T.A. Dugger principal retires after 27 years in education

By Julie Fann
star staff

For Richard Culver, 54, who has been T.A. Dugger's principal for the past seven years, humor is the key to being a good teacher. "Fortunately, I'm very athletic, and when I got down on the floor and stood on my head, kids didn't forget something like that. You must have a strategy for every page you teach," he said.
   After working in education for 27 years, Culver's career will come to an end June 7, but he has a plethora of plans. "I bought my fishing license, so that first Monday after I retire I plan to be at frog level trout fishing," he said. Culver also plans to dedicate much of his time to his favorite hobby, refinishing and selling oak, antique furniture. "I love going to auctions. I'm starting to get into E-Bay, selling a lot of small, collectible things."

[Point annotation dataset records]

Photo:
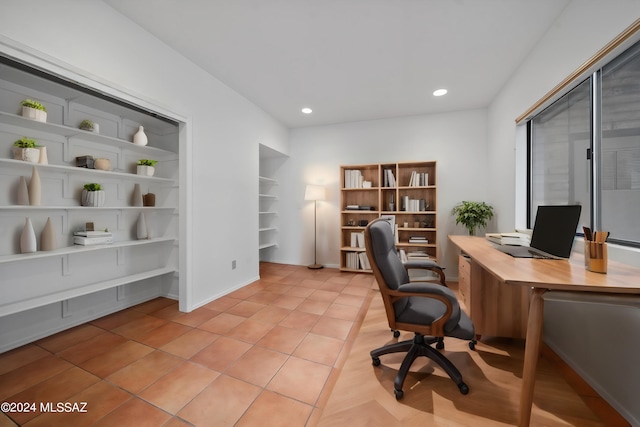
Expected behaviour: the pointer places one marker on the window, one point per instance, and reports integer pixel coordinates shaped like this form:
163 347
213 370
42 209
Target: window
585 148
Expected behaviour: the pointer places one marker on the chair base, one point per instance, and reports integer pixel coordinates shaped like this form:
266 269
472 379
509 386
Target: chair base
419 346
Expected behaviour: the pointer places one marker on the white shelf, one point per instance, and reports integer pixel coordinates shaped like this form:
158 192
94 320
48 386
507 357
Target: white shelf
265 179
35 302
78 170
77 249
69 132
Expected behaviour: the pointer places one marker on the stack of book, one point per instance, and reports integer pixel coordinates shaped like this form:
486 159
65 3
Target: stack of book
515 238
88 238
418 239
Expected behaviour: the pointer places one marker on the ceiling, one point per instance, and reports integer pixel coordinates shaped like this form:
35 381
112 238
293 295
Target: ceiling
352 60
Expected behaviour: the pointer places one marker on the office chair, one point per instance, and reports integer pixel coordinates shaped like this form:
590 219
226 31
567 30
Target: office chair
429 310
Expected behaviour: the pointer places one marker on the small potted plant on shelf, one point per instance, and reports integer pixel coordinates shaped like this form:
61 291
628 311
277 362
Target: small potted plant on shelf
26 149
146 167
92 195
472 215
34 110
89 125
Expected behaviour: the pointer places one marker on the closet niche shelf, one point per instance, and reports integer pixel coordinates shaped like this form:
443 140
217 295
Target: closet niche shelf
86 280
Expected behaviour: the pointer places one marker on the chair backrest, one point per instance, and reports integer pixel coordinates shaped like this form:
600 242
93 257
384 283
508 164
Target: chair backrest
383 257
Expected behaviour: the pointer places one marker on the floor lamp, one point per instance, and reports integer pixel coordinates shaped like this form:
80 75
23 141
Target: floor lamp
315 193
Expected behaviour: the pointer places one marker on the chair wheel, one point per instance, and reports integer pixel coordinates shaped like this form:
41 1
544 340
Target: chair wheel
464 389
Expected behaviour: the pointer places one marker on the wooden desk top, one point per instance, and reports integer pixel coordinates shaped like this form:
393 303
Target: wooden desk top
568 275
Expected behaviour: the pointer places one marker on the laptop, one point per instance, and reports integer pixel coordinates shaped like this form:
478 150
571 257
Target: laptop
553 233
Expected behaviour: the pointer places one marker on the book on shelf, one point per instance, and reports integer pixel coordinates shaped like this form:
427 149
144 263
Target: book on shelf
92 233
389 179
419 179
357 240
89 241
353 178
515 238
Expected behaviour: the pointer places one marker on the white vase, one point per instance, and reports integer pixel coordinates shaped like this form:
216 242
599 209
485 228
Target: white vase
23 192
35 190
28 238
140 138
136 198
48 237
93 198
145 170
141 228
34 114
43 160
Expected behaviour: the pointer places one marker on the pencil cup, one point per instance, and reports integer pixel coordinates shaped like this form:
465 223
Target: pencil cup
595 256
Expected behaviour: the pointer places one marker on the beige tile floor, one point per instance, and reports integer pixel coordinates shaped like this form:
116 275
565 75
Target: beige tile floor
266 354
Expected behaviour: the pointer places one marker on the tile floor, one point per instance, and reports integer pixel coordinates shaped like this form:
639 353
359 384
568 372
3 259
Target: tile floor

Your tasks:
[a] List each number in the article above about the T.A. Dugger principal's retirement, and say what each one refers to.
[b] Write the next few sentences of the article about the T.A. Dugger principal's retirement, starting after its final sentence.

Responses in order:
[a]
- 27: the years Richard Culver has worked in education
- 54: Culver's age
- Seven: the years Culver has been T.A. Dugger's principal
- 7: the day in June when Culver's career will end

[b]
   Prior to becoming T.A. Dugger's principal, Culver taught seventh-grade math at the school for 16 years, a subject he said he dearly loves. "Math is the only subject I know of that trains your brain to think. I thought math was the only reason students came to school. Matter of fact, I told them that's the only reason they came to school," he said.
   While pursuing his B.S. degree in elementary education at East Tennessee State University, Culver was drafted into the Army during the Vietnam war. After two years of military service, he returned to Elizabethton and finished his undergraduate program, then pursued a master's degree in administration. Culver taught math at Johnson County Middle School for three years and Keenburg Elementary School for eight years prior to teaching at T.A. Dugger.
   As principal of T.A. Dugger, Culver said he has seen much-needed cosmetic improvements to the school's building. However, he believes his greatest achievement has been to focus more on the teaching of reading and writing. "For this age group, reading and writing are extremely, extremely important," he said. Culver said teachers now focus on the six effective traits of writing by holding several workshops. "Mainly, we've tried to teach our teachers that you can teach without a book. I think any teacher that's been in the business for some time could get by without a textbook, because they are a textbook," Culver said.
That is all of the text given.